▸ Task requirements
Scan the data below and pick out the lines containing the word "branch".

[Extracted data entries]
□ □ □

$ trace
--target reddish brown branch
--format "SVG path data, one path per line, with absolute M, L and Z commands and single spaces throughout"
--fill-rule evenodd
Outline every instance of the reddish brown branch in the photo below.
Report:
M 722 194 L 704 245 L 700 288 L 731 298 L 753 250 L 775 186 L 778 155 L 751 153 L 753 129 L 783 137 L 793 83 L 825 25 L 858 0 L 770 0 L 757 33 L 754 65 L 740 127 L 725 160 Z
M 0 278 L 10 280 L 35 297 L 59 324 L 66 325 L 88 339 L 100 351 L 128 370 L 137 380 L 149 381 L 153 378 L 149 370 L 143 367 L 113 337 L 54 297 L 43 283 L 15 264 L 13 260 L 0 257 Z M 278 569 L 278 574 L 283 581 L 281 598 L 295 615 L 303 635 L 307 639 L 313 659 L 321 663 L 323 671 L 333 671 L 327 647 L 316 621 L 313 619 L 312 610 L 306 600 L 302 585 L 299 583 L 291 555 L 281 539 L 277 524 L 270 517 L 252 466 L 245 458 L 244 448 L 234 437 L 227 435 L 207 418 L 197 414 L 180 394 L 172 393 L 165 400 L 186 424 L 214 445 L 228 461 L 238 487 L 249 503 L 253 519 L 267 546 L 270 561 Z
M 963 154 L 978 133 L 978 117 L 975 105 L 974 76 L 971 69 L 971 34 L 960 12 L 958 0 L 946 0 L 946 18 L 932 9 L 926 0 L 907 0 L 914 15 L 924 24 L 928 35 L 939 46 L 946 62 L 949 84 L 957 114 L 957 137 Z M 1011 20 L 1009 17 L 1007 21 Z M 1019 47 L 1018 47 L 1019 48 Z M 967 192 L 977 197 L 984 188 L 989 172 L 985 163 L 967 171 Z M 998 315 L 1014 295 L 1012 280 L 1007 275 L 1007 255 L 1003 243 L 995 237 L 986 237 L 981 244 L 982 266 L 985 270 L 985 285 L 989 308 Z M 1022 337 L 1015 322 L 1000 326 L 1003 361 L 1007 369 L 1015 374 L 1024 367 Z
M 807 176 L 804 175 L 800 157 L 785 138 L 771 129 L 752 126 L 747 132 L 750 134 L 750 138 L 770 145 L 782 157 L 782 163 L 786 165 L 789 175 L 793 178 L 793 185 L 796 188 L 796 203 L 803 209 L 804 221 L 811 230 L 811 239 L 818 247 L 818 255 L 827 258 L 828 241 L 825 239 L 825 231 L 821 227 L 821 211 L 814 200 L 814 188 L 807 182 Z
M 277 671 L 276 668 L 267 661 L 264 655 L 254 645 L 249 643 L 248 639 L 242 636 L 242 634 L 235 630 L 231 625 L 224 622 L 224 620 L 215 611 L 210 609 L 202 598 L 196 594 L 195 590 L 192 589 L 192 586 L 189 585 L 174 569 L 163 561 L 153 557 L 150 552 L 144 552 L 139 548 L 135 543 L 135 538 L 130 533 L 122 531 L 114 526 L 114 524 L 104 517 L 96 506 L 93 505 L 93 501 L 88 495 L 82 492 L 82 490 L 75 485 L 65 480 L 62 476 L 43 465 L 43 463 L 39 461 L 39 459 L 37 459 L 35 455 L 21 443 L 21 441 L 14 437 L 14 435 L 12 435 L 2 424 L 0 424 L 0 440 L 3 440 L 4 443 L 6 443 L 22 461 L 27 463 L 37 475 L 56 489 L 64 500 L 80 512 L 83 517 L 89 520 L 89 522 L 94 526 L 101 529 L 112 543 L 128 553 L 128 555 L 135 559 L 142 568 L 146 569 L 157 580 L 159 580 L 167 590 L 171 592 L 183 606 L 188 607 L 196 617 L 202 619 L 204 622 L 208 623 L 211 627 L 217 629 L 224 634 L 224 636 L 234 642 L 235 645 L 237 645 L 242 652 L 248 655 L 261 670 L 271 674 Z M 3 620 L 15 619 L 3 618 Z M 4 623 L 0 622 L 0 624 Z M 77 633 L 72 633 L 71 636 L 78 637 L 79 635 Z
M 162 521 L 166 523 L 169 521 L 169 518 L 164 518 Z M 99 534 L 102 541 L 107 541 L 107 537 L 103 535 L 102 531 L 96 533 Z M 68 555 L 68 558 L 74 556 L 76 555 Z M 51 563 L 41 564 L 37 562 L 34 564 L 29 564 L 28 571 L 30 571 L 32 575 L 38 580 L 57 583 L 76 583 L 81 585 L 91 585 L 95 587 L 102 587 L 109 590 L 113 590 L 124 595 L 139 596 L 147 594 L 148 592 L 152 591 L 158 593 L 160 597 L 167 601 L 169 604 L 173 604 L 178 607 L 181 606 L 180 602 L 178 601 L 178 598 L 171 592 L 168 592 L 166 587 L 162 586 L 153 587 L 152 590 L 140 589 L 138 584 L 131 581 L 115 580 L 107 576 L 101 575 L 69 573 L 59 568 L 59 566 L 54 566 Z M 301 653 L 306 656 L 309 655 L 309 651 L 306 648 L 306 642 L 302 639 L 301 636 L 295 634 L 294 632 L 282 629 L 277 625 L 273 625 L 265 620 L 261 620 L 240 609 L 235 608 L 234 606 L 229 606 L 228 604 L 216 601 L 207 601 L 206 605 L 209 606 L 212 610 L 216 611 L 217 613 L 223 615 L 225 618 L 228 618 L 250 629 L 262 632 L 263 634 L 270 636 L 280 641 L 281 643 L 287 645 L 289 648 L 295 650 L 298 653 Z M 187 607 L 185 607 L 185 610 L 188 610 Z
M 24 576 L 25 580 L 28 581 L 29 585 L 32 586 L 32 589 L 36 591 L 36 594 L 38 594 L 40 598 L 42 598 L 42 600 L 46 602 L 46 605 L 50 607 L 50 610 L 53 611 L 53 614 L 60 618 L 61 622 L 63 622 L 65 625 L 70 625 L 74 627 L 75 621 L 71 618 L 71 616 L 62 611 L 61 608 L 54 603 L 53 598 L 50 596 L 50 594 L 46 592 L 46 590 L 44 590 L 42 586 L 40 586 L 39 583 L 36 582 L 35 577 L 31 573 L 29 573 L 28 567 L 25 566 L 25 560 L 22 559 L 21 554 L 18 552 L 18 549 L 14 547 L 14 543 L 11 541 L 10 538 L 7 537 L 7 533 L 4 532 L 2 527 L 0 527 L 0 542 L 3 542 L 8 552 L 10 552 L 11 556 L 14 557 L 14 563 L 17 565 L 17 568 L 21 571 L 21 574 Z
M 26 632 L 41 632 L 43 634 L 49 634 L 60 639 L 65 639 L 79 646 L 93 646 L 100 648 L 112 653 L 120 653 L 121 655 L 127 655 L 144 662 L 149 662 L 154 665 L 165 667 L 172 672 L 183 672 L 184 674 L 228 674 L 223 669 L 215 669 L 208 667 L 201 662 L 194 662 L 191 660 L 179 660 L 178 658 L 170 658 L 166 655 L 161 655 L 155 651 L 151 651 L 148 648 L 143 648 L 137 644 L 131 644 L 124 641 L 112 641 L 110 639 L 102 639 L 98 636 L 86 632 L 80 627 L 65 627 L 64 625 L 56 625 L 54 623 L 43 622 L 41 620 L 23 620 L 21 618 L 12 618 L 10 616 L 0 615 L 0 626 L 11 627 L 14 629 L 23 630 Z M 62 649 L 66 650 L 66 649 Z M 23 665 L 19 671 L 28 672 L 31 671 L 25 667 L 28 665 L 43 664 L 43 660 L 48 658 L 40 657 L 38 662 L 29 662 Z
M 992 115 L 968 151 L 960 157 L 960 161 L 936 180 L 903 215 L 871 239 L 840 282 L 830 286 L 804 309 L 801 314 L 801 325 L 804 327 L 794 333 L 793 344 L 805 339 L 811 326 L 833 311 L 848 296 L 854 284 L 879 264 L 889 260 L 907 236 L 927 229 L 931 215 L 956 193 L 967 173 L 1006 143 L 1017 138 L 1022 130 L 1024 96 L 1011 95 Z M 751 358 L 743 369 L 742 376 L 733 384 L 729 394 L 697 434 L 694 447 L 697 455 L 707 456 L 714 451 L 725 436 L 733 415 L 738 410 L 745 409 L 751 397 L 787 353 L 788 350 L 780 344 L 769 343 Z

□ □ □

▸ Task response
--target reddish brown branch
Outline every instance of the reddish brown branch in the photo below.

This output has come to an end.